Extract exactly the range of lines bounded by the line containing "point: eyelash, one" and the final line of the listing, both ends included, and no other lines.
○ ○ ○ ○ ○ ○ ○
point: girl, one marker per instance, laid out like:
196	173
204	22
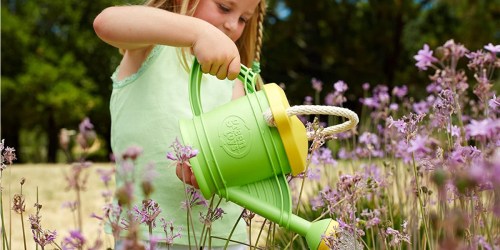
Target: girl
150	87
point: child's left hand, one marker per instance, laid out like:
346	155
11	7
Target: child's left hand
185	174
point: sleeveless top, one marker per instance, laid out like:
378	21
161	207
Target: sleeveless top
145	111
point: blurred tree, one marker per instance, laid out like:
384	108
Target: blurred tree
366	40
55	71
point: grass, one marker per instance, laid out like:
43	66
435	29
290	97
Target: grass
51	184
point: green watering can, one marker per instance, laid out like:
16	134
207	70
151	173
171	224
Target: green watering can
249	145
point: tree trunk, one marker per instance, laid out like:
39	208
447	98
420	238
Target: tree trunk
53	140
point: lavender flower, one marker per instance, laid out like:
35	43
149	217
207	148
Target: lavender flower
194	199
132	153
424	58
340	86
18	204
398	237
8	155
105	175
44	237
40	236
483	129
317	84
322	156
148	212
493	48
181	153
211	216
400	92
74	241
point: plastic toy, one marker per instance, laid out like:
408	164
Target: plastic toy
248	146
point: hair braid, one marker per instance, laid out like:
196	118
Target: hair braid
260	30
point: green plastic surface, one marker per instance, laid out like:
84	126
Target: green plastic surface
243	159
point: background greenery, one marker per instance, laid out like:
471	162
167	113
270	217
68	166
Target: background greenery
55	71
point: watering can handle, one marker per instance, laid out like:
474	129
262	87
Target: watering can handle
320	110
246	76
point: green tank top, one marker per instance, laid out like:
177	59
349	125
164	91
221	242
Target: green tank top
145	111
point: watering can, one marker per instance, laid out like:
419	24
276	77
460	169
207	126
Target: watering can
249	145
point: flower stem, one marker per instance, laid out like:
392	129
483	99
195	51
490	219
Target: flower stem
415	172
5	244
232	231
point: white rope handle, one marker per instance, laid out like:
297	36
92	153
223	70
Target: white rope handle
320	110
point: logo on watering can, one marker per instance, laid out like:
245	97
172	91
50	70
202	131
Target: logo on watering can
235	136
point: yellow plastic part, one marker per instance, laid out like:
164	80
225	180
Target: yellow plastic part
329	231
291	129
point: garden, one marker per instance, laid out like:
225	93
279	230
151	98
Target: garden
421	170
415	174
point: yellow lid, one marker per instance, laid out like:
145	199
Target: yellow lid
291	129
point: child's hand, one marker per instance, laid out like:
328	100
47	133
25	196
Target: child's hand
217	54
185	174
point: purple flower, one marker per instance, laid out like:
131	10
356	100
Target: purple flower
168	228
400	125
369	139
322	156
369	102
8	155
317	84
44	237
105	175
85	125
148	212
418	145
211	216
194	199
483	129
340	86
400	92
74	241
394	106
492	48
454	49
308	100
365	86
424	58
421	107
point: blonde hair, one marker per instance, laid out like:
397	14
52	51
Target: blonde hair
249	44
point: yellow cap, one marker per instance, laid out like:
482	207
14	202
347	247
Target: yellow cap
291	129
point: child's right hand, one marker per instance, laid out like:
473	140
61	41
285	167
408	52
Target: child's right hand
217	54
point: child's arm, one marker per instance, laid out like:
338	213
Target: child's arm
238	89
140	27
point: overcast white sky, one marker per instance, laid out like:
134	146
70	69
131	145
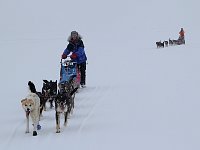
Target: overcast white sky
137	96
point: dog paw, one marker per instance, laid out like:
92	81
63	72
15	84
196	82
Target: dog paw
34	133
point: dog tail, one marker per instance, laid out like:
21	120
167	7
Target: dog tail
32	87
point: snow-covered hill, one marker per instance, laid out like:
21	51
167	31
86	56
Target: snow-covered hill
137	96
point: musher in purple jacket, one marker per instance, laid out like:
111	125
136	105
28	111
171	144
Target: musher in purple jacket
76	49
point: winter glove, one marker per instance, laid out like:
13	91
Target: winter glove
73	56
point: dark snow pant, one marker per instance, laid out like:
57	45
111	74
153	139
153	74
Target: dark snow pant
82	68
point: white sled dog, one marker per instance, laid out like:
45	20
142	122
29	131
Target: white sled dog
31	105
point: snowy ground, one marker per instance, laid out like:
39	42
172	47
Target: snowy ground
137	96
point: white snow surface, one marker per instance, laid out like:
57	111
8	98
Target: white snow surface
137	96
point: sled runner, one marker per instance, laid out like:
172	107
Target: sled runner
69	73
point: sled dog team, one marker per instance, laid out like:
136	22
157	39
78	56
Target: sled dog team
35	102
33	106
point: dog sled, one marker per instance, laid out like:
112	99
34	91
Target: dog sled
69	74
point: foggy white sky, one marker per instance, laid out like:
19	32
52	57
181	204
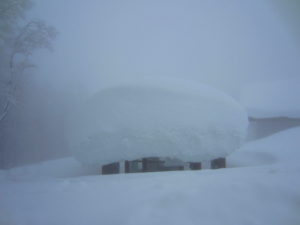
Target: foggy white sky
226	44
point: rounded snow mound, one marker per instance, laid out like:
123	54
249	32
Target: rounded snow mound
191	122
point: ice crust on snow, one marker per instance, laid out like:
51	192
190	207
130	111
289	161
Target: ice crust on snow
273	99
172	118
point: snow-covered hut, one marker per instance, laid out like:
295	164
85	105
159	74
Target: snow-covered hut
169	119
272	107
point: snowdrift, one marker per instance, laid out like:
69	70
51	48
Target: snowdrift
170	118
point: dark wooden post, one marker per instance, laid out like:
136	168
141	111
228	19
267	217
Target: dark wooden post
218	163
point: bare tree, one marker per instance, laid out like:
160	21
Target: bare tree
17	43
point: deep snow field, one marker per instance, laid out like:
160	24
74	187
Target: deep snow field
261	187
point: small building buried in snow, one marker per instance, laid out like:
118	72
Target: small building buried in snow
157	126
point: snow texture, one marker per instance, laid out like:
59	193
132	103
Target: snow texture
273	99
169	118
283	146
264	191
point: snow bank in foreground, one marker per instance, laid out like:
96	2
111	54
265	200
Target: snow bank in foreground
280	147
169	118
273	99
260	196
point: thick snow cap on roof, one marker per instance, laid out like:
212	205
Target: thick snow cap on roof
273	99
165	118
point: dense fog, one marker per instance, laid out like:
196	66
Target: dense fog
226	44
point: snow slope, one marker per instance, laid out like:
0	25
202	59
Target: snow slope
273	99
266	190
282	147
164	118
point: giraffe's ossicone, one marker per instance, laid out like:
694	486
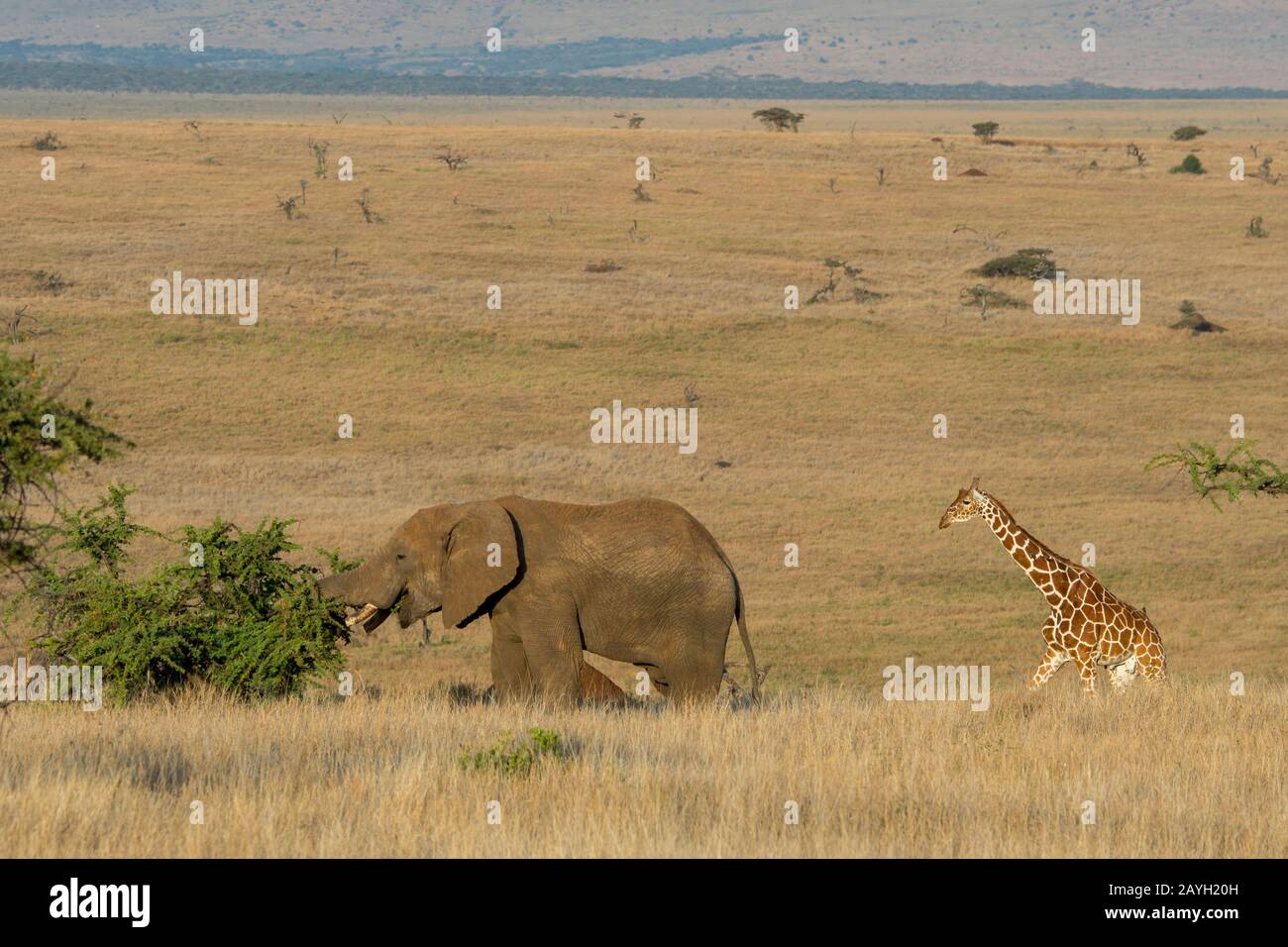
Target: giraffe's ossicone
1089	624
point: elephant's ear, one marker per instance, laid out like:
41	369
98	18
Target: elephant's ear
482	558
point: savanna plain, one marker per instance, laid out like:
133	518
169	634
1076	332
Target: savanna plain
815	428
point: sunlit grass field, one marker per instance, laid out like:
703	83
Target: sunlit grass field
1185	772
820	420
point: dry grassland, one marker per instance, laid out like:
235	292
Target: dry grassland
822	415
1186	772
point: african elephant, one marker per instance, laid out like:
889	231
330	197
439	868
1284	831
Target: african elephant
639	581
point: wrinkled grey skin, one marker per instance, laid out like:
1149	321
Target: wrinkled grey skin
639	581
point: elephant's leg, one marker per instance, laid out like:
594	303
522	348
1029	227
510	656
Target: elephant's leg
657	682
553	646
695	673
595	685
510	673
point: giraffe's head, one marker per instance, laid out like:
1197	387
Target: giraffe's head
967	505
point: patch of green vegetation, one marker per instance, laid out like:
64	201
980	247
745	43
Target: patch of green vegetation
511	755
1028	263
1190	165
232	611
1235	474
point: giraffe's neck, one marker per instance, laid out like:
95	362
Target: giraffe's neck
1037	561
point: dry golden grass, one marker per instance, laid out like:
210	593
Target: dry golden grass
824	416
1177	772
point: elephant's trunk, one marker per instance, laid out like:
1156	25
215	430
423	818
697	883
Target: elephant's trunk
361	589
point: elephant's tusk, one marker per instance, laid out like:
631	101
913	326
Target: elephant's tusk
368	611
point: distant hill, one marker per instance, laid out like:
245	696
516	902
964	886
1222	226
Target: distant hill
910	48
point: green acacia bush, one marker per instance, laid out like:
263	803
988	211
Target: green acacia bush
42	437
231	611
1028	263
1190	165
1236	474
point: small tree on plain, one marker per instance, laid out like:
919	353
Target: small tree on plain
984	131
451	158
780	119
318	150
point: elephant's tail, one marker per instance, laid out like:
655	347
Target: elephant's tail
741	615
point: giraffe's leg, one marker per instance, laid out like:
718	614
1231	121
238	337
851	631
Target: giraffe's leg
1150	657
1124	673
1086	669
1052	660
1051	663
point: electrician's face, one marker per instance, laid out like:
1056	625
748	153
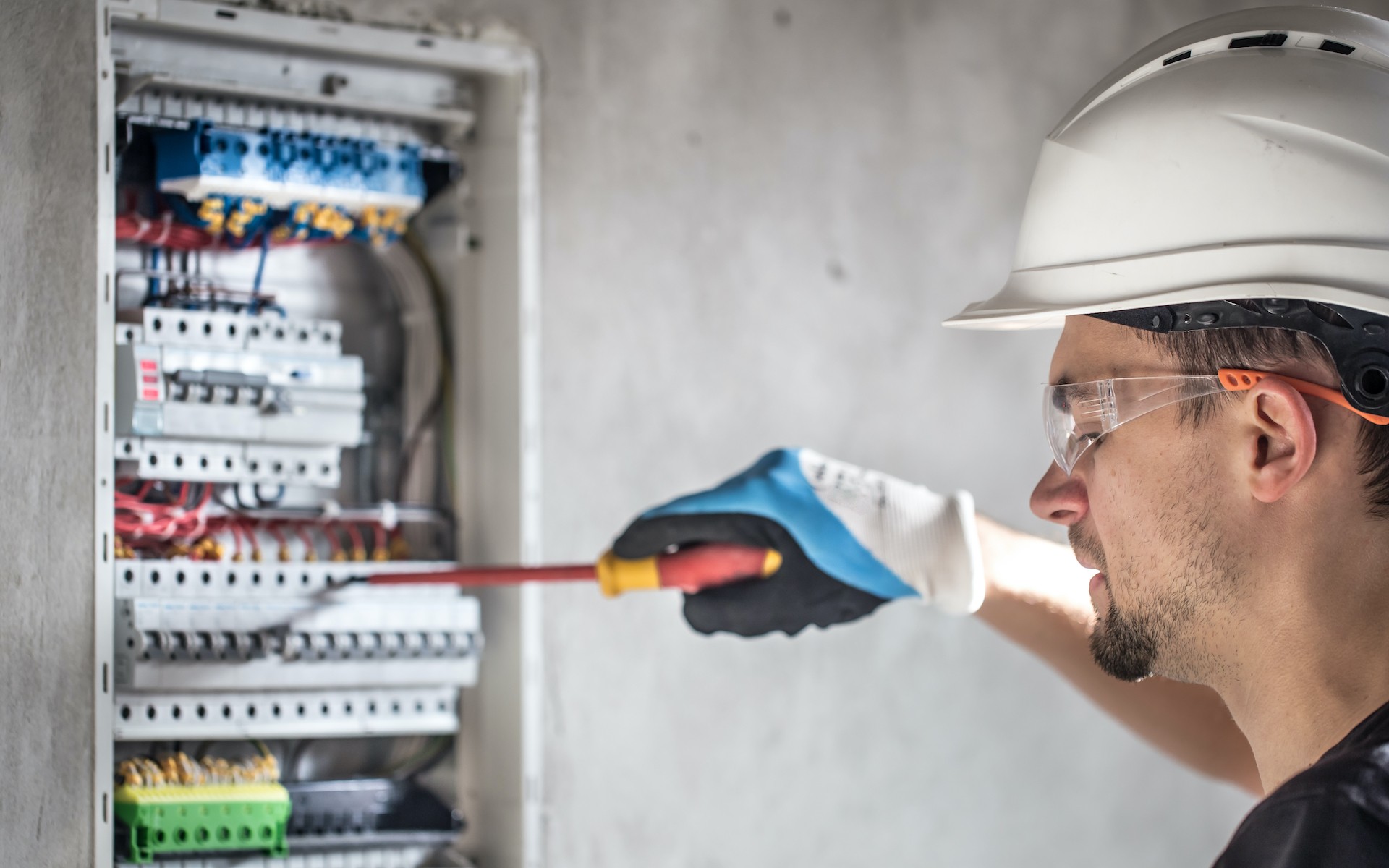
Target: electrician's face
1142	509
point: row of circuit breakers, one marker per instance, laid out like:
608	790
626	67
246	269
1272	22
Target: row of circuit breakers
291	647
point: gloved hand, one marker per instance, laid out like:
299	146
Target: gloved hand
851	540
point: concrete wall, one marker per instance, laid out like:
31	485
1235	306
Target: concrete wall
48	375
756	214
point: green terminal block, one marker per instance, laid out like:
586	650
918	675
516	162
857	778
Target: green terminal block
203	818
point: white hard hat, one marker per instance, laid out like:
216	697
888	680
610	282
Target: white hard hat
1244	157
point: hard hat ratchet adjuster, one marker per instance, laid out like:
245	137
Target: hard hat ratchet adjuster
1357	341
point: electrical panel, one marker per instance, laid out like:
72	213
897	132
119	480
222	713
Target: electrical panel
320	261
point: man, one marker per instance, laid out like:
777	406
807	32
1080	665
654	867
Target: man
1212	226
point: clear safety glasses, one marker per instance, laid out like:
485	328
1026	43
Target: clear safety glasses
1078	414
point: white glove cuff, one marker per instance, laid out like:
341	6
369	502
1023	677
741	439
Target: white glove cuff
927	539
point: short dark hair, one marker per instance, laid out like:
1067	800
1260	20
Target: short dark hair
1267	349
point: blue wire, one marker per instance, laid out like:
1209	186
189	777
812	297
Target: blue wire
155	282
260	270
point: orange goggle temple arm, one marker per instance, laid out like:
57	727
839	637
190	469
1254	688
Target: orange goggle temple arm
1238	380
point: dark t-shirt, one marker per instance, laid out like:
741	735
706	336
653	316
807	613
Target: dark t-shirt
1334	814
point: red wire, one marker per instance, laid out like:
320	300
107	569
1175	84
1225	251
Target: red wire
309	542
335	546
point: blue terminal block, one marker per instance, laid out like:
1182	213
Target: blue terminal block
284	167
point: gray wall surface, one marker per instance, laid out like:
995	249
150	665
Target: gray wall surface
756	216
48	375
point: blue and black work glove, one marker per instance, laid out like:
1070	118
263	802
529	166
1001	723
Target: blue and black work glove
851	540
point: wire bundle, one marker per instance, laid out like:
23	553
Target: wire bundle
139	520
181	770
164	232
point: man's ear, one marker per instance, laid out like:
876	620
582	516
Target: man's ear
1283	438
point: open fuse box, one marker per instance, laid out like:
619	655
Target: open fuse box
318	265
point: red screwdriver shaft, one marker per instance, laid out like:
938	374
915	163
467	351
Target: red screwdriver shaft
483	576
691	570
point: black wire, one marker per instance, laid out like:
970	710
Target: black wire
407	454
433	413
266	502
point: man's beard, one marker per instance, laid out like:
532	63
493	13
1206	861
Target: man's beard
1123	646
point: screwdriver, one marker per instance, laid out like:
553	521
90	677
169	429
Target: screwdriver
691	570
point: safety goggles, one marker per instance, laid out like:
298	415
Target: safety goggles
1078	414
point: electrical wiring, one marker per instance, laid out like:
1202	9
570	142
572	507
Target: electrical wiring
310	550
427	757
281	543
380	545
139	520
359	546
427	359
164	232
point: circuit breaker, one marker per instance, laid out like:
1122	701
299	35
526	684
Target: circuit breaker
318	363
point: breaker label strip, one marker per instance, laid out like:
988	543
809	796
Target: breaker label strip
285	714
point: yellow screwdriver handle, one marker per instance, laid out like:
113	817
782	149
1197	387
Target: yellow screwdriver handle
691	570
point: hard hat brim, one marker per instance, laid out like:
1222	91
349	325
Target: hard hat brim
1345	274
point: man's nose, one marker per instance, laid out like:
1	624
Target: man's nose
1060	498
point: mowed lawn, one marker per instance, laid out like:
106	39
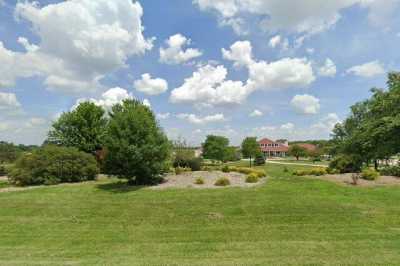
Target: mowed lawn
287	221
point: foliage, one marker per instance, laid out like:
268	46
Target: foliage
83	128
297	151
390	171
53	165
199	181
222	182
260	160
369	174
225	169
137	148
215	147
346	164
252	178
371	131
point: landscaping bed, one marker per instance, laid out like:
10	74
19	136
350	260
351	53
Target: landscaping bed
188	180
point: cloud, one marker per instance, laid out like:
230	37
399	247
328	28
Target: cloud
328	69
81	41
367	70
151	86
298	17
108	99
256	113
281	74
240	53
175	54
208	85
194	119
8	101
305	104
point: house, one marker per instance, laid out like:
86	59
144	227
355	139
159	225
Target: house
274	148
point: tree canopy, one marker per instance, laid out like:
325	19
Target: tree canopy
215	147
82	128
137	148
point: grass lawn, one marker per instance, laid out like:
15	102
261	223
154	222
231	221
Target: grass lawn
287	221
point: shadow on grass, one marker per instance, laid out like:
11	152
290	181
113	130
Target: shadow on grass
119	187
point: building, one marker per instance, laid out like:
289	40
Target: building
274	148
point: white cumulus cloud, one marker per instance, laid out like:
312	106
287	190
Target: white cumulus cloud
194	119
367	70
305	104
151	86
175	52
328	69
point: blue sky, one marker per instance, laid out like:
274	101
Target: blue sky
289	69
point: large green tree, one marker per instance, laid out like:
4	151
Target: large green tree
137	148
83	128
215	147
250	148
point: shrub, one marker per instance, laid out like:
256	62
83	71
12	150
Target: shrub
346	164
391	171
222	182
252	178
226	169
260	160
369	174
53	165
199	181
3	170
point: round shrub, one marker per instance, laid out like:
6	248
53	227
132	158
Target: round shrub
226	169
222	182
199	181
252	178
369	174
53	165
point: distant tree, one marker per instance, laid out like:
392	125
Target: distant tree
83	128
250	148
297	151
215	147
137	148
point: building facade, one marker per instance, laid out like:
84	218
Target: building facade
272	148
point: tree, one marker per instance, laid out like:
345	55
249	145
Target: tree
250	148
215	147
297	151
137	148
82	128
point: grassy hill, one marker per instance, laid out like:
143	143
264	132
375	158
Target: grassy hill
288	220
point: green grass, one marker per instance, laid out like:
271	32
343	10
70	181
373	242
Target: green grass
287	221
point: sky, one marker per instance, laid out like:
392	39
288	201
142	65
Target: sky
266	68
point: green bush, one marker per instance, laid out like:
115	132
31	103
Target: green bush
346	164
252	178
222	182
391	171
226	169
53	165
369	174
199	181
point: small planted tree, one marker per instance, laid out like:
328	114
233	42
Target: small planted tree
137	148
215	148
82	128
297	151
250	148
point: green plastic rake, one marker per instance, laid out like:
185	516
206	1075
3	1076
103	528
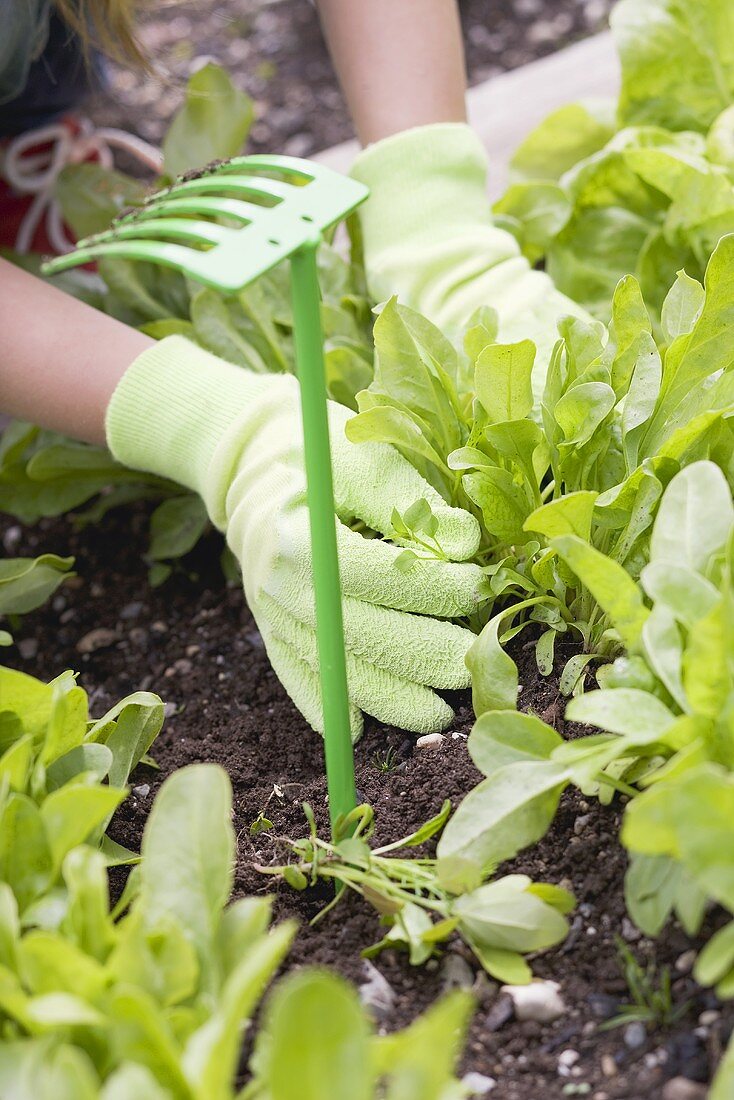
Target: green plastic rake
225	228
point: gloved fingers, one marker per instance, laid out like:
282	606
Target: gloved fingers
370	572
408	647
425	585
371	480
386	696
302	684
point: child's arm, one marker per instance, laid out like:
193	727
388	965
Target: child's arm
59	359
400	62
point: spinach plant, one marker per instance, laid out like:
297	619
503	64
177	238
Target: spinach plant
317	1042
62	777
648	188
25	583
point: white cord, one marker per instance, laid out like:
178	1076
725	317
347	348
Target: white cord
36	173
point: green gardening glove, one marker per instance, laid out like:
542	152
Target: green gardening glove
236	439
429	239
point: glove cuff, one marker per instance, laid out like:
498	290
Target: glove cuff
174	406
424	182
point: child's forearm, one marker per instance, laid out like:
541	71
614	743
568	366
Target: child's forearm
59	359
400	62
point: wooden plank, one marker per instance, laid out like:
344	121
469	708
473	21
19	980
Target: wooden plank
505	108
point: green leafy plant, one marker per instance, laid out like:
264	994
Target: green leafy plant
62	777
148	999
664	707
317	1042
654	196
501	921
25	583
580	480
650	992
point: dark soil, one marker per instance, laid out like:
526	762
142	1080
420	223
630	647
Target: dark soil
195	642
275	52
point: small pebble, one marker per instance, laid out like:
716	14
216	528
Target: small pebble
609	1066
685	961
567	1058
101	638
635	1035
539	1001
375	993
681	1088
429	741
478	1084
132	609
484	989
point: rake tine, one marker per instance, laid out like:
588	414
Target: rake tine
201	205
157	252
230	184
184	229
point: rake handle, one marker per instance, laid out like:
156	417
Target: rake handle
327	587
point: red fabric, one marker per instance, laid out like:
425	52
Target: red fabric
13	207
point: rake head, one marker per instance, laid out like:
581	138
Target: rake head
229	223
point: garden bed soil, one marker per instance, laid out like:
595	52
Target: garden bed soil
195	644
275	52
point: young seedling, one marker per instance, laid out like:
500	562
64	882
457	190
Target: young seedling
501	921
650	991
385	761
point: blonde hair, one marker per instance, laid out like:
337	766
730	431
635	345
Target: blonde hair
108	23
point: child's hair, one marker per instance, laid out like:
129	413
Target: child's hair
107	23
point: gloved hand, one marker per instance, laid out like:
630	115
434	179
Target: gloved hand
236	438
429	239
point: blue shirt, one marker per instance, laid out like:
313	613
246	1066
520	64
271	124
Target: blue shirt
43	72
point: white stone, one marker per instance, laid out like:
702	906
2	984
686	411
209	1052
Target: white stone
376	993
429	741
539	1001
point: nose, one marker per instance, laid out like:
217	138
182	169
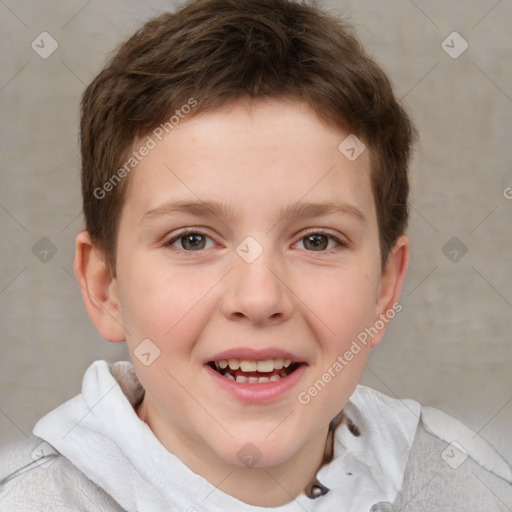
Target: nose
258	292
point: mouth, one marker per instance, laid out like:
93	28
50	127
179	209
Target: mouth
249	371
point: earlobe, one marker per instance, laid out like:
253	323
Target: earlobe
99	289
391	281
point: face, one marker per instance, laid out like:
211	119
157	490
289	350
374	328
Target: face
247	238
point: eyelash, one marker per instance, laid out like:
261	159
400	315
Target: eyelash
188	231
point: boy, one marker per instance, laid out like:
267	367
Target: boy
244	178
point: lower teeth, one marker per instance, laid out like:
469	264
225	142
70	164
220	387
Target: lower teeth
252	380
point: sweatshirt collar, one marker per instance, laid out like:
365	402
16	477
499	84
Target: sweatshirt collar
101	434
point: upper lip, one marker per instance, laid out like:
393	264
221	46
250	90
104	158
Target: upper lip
○ ○ ○ ○ ○ ○ ○
## Task answer
point: eyelash, one marker per instance, laid out like:
261	159
400	315
Target: eyelash
188	231
point: boy, one marker per instance, laid out like:
267	367
Target: boy
244	178
point: lower teeth, one marker per instance, laid out like:
469	264
225	142
70	164
220	387
Target: lower teeth
252	380
point: sweatshirt collar, one marker per instance, laid out like:
365	402
16	477
499	84
Target: sweatshirt collar
101	434
point: upper lip, one marker per instance, laid out like:
393	264
221	46
250	90
104	158
Target: upper lip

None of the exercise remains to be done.